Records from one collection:
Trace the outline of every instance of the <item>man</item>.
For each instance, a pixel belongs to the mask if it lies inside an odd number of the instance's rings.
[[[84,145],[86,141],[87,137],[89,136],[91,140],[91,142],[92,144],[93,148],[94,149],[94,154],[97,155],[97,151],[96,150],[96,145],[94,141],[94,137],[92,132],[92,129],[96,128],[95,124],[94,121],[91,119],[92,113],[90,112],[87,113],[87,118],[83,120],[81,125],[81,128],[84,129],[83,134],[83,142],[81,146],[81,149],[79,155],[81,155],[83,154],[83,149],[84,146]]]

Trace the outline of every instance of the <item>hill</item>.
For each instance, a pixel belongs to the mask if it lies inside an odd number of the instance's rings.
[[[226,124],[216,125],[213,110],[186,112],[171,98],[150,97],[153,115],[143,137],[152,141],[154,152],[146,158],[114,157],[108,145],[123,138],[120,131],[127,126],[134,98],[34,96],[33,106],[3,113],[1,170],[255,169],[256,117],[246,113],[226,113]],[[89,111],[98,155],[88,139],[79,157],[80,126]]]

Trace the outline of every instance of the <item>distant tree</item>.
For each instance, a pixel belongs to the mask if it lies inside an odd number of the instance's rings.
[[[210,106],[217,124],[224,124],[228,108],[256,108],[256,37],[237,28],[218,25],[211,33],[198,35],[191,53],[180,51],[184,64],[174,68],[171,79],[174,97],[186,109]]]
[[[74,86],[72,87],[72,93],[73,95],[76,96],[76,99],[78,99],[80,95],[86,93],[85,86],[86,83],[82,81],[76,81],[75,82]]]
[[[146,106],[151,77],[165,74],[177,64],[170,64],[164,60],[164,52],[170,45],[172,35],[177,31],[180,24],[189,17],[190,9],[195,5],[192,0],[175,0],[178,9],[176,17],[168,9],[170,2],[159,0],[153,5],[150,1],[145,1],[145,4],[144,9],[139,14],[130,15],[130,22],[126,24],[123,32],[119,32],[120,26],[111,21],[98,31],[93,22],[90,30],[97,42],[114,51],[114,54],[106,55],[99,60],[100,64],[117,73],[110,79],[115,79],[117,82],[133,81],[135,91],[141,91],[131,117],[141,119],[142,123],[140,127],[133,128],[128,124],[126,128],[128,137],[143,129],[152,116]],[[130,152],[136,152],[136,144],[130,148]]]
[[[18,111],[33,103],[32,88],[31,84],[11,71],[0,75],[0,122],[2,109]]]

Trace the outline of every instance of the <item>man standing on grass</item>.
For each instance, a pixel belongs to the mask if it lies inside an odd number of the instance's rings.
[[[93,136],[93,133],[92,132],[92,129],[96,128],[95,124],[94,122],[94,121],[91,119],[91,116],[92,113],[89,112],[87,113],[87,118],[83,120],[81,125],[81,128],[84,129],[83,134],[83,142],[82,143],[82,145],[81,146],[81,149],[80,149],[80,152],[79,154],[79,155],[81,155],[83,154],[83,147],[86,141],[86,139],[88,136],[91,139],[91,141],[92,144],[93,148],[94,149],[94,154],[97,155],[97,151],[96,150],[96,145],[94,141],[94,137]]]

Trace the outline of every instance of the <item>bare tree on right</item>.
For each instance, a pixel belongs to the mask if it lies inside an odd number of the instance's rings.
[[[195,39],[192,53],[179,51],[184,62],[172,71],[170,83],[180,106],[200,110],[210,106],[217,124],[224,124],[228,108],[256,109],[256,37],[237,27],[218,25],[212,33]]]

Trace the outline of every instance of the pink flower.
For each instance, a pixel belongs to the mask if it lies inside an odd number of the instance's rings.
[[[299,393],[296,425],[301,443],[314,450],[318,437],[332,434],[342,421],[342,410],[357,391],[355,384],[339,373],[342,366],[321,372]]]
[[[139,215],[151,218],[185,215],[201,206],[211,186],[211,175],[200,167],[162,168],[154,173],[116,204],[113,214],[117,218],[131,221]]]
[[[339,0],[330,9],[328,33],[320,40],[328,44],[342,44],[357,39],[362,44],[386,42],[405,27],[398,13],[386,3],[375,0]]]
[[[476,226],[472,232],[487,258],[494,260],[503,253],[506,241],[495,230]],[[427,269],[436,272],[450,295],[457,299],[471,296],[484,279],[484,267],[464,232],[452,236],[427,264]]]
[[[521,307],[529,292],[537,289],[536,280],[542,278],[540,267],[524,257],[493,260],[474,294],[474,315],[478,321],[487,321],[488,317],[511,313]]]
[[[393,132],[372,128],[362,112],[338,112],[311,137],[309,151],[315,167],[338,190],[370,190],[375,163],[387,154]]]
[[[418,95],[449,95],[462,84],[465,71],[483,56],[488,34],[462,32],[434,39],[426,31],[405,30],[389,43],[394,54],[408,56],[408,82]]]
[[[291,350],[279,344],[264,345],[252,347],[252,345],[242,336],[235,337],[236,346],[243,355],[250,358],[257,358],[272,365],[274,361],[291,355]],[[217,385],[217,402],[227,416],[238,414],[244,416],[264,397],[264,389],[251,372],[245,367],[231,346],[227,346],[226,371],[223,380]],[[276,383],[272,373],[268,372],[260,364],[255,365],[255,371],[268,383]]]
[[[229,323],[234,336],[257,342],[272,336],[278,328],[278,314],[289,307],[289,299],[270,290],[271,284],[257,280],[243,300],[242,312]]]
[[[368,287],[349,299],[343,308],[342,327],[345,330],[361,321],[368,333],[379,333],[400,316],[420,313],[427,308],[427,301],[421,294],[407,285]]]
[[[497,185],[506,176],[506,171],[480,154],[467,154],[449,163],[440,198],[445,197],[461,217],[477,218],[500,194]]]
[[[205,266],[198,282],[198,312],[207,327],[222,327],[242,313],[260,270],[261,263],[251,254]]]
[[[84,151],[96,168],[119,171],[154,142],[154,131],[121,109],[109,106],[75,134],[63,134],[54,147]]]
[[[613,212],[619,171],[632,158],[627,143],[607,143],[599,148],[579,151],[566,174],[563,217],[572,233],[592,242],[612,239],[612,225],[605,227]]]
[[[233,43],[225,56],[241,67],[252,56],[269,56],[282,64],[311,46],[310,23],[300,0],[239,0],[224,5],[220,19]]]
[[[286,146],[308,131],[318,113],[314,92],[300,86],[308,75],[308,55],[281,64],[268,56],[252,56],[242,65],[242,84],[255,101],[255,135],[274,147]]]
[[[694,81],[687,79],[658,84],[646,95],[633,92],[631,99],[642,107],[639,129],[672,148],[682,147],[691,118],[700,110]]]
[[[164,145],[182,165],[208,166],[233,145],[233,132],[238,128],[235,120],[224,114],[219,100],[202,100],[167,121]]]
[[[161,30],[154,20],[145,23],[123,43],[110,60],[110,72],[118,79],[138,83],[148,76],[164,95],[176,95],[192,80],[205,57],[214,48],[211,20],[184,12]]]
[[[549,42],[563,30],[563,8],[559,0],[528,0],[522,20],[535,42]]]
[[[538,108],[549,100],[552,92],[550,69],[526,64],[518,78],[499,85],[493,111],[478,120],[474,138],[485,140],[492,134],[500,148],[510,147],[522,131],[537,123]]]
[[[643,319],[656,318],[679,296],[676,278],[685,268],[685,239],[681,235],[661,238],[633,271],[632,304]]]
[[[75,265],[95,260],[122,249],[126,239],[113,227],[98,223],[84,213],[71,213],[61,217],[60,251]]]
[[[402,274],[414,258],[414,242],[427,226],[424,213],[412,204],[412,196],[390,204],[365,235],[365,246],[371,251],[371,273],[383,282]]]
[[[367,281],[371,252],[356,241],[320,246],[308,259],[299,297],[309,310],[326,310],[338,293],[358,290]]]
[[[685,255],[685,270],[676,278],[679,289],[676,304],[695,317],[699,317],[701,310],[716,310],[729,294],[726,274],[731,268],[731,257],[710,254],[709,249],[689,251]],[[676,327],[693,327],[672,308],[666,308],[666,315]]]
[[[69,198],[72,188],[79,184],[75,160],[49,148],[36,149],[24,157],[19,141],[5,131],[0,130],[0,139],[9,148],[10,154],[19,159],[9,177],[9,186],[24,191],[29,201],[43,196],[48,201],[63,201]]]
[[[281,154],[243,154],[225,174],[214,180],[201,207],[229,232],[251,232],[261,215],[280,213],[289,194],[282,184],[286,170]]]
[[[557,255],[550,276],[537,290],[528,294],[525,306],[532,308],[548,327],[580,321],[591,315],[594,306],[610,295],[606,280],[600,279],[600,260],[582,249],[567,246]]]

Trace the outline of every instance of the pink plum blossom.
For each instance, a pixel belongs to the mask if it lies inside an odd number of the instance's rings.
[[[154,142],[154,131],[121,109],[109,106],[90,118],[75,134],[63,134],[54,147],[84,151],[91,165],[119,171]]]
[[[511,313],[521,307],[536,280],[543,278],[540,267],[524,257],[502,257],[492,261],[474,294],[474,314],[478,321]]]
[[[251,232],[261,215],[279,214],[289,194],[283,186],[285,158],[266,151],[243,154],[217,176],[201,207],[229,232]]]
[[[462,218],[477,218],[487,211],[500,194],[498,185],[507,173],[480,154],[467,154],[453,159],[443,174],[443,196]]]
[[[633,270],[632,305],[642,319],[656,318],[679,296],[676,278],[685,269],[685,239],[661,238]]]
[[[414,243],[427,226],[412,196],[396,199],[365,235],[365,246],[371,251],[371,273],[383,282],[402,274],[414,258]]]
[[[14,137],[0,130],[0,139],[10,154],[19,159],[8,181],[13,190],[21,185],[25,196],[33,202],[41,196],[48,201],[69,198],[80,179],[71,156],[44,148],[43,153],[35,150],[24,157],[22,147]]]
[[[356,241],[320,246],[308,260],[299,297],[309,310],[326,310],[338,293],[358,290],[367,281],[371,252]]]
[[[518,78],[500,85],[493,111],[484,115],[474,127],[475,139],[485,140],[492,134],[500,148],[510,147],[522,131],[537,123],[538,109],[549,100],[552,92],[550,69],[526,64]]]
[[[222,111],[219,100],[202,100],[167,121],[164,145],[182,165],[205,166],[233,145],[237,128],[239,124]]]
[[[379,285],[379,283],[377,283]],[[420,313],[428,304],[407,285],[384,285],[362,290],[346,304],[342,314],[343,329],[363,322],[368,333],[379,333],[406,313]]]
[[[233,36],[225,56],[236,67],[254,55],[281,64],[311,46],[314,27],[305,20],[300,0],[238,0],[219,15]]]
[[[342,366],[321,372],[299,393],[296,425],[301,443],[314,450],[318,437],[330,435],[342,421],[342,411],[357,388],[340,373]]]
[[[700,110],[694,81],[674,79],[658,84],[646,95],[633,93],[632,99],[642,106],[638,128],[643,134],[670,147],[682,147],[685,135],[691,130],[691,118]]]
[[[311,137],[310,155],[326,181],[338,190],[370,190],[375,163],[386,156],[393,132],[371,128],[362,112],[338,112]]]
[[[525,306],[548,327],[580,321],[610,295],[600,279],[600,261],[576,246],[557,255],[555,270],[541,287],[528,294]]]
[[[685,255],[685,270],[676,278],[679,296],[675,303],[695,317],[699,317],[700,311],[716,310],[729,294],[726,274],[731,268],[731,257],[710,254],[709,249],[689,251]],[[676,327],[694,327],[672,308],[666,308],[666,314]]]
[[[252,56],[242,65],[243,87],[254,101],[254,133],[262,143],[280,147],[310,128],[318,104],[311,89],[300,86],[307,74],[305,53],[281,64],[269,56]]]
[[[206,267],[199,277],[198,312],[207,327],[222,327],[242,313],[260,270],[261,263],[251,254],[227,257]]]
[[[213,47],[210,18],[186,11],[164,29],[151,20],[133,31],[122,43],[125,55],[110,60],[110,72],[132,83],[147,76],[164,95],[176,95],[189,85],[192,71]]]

**Written instruction**
Which lines of the material contain the word "pink"? Select each of those lines in full, treating uppercase and lowercase letters as different.

**Result for this exercise**
Trace the outline of every instance of the pink flower.
Trace the outline of every instance of the pink plum blossom.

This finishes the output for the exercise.